## Begin Data lines

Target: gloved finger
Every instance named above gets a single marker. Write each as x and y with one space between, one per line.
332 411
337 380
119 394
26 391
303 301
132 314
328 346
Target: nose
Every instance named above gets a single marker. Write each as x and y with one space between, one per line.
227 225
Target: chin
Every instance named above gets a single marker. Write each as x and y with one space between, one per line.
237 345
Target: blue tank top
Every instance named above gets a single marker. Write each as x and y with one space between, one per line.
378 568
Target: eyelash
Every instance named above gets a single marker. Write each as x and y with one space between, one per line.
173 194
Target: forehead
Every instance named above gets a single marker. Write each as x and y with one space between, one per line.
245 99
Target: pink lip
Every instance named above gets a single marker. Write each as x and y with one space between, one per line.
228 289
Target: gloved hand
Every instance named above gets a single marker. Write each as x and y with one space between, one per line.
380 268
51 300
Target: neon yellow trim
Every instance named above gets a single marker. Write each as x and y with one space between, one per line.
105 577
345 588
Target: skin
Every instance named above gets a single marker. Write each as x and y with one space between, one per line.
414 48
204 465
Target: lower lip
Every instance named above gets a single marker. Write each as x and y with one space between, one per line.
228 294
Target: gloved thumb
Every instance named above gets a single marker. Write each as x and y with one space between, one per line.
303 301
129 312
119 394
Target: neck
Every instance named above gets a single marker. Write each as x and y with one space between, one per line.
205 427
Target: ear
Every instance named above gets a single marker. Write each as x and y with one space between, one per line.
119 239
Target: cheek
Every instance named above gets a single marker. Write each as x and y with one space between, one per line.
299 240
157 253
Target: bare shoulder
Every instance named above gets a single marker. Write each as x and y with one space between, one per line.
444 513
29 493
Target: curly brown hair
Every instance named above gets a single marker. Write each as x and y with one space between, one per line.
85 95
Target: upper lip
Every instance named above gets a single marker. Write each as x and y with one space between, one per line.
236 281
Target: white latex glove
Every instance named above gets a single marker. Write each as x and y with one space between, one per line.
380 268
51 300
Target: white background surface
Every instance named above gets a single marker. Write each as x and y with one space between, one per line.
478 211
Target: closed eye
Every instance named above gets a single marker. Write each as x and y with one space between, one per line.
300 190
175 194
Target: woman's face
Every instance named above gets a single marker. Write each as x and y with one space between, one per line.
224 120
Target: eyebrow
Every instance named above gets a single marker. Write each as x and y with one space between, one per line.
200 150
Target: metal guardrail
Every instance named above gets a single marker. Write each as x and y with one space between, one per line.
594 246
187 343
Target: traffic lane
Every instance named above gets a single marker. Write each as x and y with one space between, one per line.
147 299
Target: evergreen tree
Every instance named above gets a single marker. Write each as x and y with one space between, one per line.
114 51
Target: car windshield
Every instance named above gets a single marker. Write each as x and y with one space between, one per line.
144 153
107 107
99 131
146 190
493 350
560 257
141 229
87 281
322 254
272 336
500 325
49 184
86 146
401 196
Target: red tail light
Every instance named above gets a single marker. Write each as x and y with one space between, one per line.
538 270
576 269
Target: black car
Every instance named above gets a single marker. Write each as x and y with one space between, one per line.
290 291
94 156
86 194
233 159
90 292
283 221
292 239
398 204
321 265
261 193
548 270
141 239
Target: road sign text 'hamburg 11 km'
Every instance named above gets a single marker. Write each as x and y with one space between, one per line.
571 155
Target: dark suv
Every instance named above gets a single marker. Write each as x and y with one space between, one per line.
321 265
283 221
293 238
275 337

## End Data lines

# Problem to solve:
Output the records above as a two-column CSV with the header row text,answer, one row per record. Put each field in double quotes and replace its line breaks with spaces.

# Answer for this exercise:
text,answer
"Target: gloved finger Every instance named above gets a single marker. Write each as x and y with one space between, one per line.","332 411 337 380 119 394 26 391 303 301 132 314 328 346"
"Target: nose Every instance named above gets a single marker. Write each as x and y with one space between, one per line.","227 225"
"Target: chin Every instance named above gets a single marker. Write each as x and y with one space between, one per line.","237 345"
"Target: blue tank top Every instance named above gets a single marker. Write each as x and y with one space between, one per line.","378 568"
"Target: eyelash Every instance named above gets a single marker. Write each as x and y with one space between, one per line.","173 194"
"Target: forehead Every instance named above gets a single marker. Write each as x and y with one space between, one per line.","245 99"
"Target: pink lip Every instance named above gets a single marker. Write each as x and y with one space between, one per line.","228 289"
"Target: gloved hand Every instance named above gets a single marker. Write each as x and y with one space between, one per line.","380 268 51 300"
"Target: neon yellow trim Every instance named above gets a single marker. Write each as x and y with one space between, one per line.","105 577 345 588"
"Target: skin Every instance named above gets a single marker. Write each as x and y with one space between, one per line.","414 48 204 465"
"Target: lower lip Every instance named above gets a single marker. Write each as x and y with one space between, one per line.","228 294"
"Target: gloved thumb Every instance named above gets a single marker. Write each as x and y with one space between, one per line.","303 301 129 312 119 394"
"Target: neck Every instance named above gets a single marker. Write each as x and y with one space between, one per line.","205 427"
"Target: ear Every instance named above gets a single marker. Write each as x and y with one space between, one per line.","119 239"
"Target: cheek Every instance named above gets a single marker. Write each as x and y with one space between, one per line.","299 240 157 253"
"Target: bare shoulder Every instance named above gets a single marker. Write each as x and y with one space between, one per line.","444 513 29 493"
"Target: curly brown hair Every instance named above gets a single marker. Write each as x and y with one space between, one per line.","85 95"
"Target: upper lip Every instance named above gets a single marker. Write each as x and y with one space between, one per line.","236 281"
"Target: white latex glove Every instance named above gets a single marker. Write each as x and y with one space between, one per line.","380 268 51 300"
"Target: white background surface Every instance named above gets a single marker. Write each as x and y with one space between, one per line.","478 211"
"Target: closed eye Every instance named above gets a single marker. Write each as x and y with one space between, one per line.","300 190 175 194"
"Target: woman's face Every instance named above gets a single marker. Write each as x and y with one space between, one per line.","224 120"
"Target: eyebrow Every instance named above gets a single marker. Write each as x and y with one space between, one per line.","200 150"
"Target: metal guardrail Every instance named above gets a single marker. Write each as x and y with one space between, one per line.","594 246 187 343"
"Target: traffic lane Every instance named above gets a single marker. Write each as x and y with one space between, one per line.","147 299"
"Target: evergreen tree Every instance named above gets a single marker. Write each as x and y with one space between, one per line.","114 51"
"Target: car windshield Every instance named above gets a single marker. Write each as x and y with one space between, one per line.","144 153 107 107 99 131 146 190 493 350 560 257 141 229 87 281 322 254 272 336 500 325 49 184 86 146 401 196"
"Target: red tail light Every instance named above gets a single marker. Write each as x and y with one space between, one per line.","538 270 576 269"
"Target: black car Every instance named above gets a single marker. Write each as x and y with one space between, one per line.","290 291 94 156 86 194 233 159 90 292 283 221 292 239 398 204 321 265 261 193 548 270 141 239"
"Target: road sign text 'hamburg 11 km' Every instance named above gets a single marker. Write each as x and y with one space between, one per line.","571 155"
"Target: dark suv Every instance named above gets a single marker. Write each as x and y with one space between, one per line.","321 265 283 221 293 238 275 337"